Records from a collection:
»»
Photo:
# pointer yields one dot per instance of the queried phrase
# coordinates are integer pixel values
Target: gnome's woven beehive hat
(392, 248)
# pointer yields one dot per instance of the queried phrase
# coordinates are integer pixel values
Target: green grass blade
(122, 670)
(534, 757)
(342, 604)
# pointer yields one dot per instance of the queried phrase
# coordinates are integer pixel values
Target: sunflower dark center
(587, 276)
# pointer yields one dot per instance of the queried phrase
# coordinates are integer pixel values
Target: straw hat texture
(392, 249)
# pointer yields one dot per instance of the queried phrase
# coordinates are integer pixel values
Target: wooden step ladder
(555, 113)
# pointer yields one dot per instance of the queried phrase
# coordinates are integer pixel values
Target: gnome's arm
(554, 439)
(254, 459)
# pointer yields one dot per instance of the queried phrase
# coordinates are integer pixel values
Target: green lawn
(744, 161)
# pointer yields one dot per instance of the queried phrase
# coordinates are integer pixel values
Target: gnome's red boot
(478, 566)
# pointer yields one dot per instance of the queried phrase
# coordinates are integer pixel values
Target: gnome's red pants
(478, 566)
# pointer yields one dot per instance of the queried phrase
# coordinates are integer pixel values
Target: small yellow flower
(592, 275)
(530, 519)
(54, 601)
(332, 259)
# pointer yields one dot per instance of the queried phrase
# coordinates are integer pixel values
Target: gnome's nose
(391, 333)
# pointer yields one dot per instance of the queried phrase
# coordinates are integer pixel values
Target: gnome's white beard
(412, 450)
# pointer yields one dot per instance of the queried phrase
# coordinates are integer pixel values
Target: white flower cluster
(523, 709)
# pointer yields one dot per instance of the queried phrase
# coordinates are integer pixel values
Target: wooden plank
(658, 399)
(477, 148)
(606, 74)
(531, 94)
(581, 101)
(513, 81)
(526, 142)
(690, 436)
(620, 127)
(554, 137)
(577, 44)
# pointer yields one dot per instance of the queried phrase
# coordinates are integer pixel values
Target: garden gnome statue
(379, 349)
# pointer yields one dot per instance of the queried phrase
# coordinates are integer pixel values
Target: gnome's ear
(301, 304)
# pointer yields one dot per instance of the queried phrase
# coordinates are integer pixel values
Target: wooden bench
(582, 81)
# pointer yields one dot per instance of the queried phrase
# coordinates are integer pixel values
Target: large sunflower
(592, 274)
««
◆ SHORT PROBLEM ◆
All of the entries above should be written out again exactly.

◆ ANSWER FOR THE TASK ◆
Photo:
# pointer yields one dot per instance of the queried phrase
# coordinates are integer pixel values
Target: gnome's woven beehive hat
(392, 248)
# pointer yields one dot per instance of the queried phrase
# coordinates are integer pixel values
Target: green grass blade
(122, 670)
(534, 757)
(342, 604)
# pointer yields one dot per instance of the queried phrase
# coordinates are integer pixel values
Target: sunflower dark center
(587, 276)
# pointer yields one dot per instance of the queried phrase
# coordinates are integer pixel values
Target: straw hat texture
(392, 249)
# pointer yields one dot per instance of the queried phrase
# coordinates are integer pixel values
Target: wooden step ladder
(555, 113)
# pointer yields one dot per instance of the queried phrase
# coordinates are integer pixel values
Target: gnome's arm
(554, 439)
(254, 459)
# pointer yields one dot per instance of the queried phrase
# coordinates are integer pixel values
Target: green lawn
(744, 161)
# pointer yields one dot per instance of the queried phrase
# coordinates are integer pixel values
Target: gnome's red boot
(478, 566)
# pointer yields one dot per instance of the queried phrase
# coordinates are integer pixel values
Target: gnome's red pants
(478, 566)
# pointer yields one dot per instance of the queried phrase
# coordinates are integer pixel values
Target: small yellow flower
(592, 275)
(530, 519)
(54, 601)
(332, 259)
# pointer yields one dot per instance of the queried phrase
# coordinates are integer pixel values
Target: gnome's nose
(391, 333)
# pointer yields one dot per instance of the queried phrase
# coordinates are integer pixel values
Target: gnome's white beard
(412, 450)
# pointer yields one dot per instance of the queried phrase
# coordinates are integer pixel values
Target: white flower cluster
(523, 709)
# pointer yields one dot per instance of the queried phrase
# coordinates are integer pixel values
Target: wooden plank
(658, 399)
(477, 148)
(606, 74)
(531, 94)
(581, 101)
(513, 81)
(526, 142)
(690, 436)
(620, 127)
(554, 137)
(577, 44)
# pointer yields one dot per instance of the queried phrase
# coordinates are integer pixel values
Target: garden gnome statue
(379, 349)
# pointer yields one dot per instance of the queried phrase
# coordinates are integer pixel values
Target: gnome's ear
(301, 304)
# pointer yields one dot per instance of the queried phrase
# coordinates are integer pixel values
Target: wooden bench
(582, 81)
# pointer yields one dot per instance of the queried phrase
# coordinates are integer pixel values
Target: large sunflower
(592, 274)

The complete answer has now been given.